↓

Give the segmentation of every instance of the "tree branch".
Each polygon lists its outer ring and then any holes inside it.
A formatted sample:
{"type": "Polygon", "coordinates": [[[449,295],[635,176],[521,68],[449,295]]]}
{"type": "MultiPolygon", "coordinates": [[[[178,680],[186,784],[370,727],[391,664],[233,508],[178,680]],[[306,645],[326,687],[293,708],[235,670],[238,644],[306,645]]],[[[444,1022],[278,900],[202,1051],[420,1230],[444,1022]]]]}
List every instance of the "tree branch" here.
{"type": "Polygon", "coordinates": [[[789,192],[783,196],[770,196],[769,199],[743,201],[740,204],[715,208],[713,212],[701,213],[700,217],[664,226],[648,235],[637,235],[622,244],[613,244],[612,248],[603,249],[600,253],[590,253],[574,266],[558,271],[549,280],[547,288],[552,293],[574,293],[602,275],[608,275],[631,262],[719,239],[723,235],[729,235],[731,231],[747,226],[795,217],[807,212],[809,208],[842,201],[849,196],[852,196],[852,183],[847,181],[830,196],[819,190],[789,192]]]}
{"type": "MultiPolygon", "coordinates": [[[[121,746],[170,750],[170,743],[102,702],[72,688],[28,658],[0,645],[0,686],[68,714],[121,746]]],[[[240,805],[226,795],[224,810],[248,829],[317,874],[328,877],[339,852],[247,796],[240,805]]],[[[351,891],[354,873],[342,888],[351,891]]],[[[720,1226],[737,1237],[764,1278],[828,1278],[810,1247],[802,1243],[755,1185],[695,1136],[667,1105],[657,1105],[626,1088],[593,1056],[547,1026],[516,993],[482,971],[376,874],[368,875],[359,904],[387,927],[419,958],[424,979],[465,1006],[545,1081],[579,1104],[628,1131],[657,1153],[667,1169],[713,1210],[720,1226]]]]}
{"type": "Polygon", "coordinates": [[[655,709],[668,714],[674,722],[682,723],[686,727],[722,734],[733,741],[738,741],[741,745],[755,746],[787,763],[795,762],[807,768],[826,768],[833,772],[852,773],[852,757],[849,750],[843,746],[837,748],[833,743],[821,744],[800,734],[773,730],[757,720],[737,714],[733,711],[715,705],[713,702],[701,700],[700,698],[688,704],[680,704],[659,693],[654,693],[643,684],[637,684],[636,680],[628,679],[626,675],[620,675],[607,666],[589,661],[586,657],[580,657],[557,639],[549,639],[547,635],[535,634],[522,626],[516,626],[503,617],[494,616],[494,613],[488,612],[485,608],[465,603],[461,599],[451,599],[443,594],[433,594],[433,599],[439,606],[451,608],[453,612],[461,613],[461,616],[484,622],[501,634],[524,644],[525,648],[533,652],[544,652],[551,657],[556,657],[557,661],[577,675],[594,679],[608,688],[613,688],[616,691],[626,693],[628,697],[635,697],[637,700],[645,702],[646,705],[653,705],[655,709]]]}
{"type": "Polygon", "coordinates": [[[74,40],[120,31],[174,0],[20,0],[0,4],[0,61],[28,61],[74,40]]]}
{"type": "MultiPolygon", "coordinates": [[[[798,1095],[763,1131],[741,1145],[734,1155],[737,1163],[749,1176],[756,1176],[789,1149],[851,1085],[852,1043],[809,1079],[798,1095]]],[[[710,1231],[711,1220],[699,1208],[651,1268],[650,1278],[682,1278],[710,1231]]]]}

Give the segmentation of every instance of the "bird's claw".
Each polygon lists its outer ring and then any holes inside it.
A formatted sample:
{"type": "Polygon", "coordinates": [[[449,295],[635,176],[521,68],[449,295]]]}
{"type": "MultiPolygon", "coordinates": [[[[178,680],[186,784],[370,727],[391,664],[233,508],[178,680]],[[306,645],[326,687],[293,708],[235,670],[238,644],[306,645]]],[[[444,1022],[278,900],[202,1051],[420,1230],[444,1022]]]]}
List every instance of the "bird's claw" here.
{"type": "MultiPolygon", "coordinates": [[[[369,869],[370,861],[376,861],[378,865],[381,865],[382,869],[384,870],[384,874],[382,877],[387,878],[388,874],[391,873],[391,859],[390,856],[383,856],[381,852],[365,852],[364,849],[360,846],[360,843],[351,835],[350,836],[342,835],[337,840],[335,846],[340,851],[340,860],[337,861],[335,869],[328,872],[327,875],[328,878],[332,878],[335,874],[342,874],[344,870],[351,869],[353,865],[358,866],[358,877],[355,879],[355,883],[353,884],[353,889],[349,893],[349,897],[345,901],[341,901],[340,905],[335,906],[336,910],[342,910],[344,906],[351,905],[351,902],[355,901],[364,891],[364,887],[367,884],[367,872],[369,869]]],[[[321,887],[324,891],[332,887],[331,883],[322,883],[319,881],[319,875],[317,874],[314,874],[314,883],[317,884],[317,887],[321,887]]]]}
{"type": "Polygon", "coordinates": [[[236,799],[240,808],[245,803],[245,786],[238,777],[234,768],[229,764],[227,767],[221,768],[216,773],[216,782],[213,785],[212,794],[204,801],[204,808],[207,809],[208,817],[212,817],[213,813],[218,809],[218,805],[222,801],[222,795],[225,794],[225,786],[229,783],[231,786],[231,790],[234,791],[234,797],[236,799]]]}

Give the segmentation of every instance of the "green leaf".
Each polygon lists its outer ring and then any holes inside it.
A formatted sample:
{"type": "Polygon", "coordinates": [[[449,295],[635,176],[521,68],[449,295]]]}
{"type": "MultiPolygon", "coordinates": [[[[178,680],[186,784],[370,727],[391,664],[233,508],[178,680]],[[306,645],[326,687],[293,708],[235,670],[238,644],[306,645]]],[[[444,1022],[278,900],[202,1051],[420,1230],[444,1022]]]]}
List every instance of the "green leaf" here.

↑

Copy out each line of the material above that contains the string "bird", matching case exactly.

Give the segmentation of every instance of the "bird's claw".
List every instance of the "bird's claw" here.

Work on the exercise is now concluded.